_What this task involves:_
Starting at the line that contains "Annotate each man's shoulder", copy each line through the end of the listing below. Include both ends and output nothing more.

_Material to process:_
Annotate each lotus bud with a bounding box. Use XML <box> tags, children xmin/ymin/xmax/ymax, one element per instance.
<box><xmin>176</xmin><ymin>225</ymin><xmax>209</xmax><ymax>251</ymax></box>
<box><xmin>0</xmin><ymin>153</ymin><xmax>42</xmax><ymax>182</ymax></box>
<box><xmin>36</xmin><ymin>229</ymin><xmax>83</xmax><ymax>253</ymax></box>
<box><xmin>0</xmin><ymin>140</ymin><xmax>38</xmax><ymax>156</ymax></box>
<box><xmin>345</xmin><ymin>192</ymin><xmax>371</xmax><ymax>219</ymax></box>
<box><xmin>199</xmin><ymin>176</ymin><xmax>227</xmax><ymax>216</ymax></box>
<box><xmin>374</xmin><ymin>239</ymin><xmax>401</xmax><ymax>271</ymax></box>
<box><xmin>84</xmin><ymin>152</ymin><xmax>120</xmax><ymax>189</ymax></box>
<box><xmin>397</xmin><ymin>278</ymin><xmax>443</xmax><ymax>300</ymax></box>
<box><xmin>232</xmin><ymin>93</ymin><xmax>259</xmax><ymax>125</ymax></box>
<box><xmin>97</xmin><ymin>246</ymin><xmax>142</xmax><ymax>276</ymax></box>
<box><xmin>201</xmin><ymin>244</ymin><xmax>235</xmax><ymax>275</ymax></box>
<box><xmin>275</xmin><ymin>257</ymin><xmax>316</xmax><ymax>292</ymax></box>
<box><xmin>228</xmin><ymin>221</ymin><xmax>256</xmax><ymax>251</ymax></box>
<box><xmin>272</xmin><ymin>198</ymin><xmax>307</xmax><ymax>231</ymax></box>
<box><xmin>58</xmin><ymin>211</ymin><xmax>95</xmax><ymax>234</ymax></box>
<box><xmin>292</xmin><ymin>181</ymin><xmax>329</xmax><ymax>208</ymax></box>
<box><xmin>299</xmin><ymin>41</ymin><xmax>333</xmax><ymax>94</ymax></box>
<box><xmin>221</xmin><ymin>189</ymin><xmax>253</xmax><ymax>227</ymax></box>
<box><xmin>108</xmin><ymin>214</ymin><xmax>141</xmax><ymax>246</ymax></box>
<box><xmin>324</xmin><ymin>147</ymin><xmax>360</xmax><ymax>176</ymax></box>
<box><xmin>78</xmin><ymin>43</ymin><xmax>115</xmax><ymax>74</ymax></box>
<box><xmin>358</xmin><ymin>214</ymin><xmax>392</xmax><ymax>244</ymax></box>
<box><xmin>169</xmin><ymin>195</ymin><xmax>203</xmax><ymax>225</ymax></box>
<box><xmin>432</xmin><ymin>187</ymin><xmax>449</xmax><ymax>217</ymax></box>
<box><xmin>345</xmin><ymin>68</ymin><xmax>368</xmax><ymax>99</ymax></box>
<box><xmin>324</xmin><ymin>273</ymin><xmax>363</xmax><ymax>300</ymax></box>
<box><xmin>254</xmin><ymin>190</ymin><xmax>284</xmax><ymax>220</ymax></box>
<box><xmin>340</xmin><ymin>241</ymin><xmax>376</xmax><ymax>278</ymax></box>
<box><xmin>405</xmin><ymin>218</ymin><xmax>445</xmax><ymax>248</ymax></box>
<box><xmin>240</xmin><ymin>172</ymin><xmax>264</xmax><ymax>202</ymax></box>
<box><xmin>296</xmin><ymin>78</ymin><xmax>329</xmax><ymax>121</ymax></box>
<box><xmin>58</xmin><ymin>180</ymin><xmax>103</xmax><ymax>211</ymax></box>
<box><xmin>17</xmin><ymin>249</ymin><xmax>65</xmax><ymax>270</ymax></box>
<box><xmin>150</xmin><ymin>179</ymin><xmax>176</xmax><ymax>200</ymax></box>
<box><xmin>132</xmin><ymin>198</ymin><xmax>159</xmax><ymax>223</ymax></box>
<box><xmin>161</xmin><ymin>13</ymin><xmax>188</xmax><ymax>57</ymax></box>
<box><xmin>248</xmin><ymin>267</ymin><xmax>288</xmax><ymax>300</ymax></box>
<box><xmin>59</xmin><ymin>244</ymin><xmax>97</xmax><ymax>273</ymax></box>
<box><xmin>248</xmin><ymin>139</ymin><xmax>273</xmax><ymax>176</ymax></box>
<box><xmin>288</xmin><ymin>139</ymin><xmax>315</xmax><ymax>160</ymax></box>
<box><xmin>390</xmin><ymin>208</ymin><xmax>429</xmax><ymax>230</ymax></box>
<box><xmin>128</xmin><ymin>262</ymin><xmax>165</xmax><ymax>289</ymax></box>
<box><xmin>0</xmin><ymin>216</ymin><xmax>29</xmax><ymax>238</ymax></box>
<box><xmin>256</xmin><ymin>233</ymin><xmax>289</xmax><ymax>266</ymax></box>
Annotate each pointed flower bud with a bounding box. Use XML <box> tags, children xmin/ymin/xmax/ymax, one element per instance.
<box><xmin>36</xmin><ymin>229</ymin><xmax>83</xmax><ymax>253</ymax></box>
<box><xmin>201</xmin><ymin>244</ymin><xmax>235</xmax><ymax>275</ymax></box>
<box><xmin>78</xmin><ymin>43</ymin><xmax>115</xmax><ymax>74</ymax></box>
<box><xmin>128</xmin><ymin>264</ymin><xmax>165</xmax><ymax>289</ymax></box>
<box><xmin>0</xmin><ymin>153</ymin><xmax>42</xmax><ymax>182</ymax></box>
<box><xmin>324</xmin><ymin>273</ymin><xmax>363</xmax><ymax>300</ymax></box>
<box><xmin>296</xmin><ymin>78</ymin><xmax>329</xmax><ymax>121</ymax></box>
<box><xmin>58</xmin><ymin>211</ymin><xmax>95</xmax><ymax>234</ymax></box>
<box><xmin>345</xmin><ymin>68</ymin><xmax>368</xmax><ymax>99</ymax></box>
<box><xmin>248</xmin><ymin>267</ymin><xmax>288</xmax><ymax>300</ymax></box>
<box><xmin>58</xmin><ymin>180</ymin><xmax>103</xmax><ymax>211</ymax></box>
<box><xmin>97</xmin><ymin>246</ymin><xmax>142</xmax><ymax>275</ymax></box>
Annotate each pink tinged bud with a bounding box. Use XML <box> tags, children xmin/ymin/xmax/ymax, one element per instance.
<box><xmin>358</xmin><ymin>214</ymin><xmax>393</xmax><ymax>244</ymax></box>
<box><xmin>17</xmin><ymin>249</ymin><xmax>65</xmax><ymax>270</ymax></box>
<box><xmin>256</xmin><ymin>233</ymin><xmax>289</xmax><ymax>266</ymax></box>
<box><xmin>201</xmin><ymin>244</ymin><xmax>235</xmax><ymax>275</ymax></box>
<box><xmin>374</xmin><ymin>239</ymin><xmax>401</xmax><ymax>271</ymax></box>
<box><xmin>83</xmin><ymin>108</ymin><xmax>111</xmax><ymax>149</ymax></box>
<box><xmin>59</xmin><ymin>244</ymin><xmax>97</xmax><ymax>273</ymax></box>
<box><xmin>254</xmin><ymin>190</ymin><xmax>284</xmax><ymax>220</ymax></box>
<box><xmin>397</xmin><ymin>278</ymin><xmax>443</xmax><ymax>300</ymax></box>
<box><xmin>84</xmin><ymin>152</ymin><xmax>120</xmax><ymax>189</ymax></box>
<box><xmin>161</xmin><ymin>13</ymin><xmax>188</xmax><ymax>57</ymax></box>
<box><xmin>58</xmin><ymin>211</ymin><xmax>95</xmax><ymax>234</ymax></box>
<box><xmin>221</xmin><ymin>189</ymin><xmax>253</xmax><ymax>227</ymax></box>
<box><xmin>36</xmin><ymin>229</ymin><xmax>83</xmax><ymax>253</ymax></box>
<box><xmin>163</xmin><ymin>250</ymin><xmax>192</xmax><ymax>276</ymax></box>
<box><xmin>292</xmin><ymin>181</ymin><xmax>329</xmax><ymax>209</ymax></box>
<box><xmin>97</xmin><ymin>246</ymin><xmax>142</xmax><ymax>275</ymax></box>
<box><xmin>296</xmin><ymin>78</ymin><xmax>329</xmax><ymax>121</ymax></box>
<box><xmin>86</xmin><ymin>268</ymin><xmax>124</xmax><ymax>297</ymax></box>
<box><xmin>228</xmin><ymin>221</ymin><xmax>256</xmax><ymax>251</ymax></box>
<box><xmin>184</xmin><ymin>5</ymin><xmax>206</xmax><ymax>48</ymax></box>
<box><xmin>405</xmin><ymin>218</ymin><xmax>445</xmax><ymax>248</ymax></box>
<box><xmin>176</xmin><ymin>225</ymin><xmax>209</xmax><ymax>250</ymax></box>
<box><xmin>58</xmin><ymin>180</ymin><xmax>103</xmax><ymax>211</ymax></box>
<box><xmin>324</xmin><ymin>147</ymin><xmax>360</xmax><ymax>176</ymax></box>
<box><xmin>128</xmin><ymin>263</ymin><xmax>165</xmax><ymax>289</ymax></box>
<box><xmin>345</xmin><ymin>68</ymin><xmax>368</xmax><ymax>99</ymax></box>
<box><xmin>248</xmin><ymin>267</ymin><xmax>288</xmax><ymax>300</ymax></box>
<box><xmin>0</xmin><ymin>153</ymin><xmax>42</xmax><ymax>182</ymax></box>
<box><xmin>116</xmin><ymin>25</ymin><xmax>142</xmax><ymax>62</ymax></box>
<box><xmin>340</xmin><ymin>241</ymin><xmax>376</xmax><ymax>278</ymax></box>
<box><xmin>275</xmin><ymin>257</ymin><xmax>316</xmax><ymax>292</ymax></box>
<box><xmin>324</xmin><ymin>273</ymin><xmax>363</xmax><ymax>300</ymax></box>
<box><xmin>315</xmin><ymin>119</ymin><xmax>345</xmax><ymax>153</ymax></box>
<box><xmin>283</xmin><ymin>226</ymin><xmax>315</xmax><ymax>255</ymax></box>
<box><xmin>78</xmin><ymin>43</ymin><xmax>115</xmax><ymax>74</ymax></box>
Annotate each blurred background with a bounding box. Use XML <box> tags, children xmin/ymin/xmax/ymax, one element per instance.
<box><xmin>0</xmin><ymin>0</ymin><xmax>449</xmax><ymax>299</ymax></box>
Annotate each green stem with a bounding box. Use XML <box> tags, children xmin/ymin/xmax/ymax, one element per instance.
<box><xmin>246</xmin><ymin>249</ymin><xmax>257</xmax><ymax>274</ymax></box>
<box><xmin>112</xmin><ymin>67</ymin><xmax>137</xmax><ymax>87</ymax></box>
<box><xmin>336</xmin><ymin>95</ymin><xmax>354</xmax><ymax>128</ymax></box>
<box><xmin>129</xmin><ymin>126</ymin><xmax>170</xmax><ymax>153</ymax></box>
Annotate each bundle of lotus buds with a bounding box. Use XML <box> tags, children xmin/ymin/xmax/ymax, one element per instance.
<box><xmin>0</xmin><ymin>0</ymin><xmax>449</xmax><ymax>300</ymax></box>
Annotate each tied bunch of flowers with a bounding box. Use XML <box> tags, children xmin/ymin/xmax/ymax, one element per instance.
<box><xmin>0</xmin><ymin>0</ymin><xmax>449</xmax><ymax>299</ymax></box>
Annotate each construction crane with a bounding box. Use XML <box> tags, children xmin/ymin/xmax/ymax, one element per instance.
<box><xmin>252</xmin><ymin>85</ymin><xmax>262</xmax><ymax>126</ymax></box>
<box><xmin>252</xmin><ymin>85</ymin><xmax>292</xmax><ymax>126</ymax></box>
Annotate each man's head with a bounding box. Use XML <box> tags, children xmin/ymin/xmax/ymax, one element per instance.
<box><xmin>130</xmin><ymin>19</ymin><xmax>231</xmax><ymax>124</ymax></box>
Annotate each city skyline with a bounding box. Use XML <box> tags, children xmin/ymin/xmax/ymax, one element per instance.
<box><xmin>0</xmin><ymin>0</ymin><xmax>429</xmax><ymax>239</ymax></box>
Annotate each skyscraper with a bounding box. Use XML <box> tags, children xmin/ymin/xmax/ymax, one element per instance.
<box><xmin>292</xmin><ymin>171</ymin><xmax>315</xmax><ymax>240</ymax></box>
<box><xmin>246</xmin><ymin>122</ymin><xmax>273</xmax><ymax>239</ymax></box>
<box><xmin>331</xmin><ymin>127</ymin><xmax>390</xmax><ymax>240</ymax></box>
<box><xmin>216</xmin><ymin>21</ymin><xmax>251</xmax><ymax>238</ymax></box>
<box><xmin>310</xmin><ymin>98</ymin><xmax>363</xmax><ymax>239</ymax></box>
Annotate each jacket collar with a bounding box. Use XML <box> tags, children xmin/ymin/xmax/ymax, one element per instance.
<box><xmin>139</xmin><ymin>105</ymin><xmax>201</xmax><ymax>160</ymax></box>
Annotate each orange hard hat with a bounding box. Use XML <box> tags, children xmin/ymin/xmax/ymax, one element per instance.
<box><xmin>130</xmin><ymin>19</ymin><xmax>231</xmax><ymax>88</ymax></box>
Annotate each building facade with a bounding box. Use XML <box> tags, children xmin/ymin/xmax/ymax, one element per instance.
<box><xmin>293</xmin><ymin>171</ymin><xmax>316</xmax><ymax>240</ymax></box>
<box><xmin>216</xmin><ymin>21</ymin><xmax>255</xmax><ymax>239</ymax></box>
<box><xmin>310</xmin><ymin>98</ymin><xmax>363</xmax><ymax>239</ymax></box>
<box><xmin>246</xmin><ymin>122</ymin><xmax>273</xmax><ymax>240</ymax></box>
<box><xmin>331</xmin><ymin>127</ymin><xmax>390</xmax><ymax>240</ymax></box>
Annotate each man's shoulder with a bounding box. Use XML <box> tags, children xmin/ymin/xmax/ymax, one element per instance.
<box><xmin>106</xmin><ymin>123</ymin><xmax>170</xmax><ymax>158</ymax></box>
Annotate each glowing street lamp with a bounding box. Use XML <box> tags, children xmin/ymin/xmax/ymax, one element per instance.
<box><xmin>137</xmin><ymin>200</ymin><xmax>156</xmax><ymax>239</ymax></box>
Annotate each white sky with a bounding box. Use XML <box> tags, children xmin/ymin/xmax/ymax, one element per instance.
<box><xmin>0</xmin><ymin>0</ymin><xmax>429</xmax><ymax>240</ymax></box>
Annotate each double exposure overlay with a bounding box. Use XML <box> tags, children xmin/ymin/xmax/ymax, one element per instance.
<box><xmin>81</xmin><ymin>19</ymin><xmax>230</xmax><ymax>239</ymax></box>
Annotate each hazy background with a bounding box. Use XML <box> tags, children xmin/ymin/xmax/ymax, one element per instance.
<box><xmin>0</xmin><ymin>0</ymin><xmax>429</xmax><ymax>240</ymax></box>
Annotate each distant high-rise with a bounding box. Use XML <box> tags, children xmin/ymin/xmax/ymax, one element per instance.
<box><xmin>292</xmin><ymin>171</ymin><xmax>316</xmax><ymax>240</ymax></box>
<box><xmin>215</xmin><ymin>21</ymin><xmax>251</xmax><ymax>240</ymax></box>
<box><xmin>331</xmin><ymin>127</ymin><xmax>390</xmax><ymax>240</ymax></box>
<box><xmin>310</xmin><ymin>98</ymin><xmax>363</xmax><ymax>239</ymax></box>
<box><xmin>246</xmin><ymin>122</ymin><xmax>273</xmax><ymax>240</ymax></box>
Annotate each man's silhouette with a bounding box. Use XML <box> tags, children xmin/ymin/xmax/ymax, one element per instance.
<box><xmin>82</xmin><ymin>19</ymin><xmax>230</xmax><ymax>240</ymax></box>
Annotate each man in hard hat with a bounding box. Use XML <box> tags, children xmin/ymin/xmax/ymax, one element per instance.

_Solution:_
Annotate each man's shoulder with a bounding box. Use XML <box> tags, children xmin/ymin/xmax/ymax, one element per instance.
<box><xmin>106</xmin><ymin>123</ymin><xmax>170</xmax><ymax>158</ymax></box>
Annotate each glowing street lamp with a bounding box. Use XML <box> tags, children xmin/ymin/xmax/ymax, one element per instance.
<box><xmin>137</xmin><ymin>200</ymin><xmax>156</xmax><ymax>239</ymax></box>
Annotate each white sky with a bounding box. Use XML <box> tags, children xmin/ymin/xmax/ymax, one element per instance.
<box><xmin>0</xmin><ymin>0</ymin><xmax>429</xmax><ymax>240</ymax></box>
Annotate each double exposure overlay with a bounding box. Use XML <box> tags, children xmin/ymin/xmax/ymax, one element per instance.
<box><xmin>81</xmin><ymin>19</ymin><xmax>230</xmax><ymax>239</ymax></box>
Annotate each hazy background with a bounding box. Use XML <box> tags, children xmin/ymin/xmax/ymax, one element per instance.
<box><xmin>0</xmin><ymin>0</ymin><xmax>429</xmax><ymax>240</ymax></box>
Annotate each distant high-rise with a bounding box. Use XML <box> tags, children xmin/ymin/xmax/ymax, one element per instance.
<box><xmin>292</xmin><ymin>171</ymin><xmax>316</xmax><ymax>240</ymax></box>
<box><xmin>215</xmin><ymin>21</ymin><xmax>251</xmax><ymax>240</ymax></box>
<box><xmin>331</xmin><ymin>127</ymin><xmax>390</xmax><ymax>240</ymax></box>
<box><xmin>310</xmin><ymin>98</ymin><xmax>363</xmax><ymax>239</ymax></box>
<box><xmin>246</xmin><ymin>122</ymin><xmax>273</xmax><ymax>240</ymax></box>
Annotate each man's silhouette with a bounding box. Use XML <box> tags, children xmin/ymin/xmax/ymax, one element per instance.
<box><xmin>82</xmin><ymin>19</ymin><xmax>230</xmax><ymax>240</ymax></box>
Annotate each man in hard hat with a bounding box. Use XML <box> tags, children xmin/ymin/xmax/ymax, one element per instance.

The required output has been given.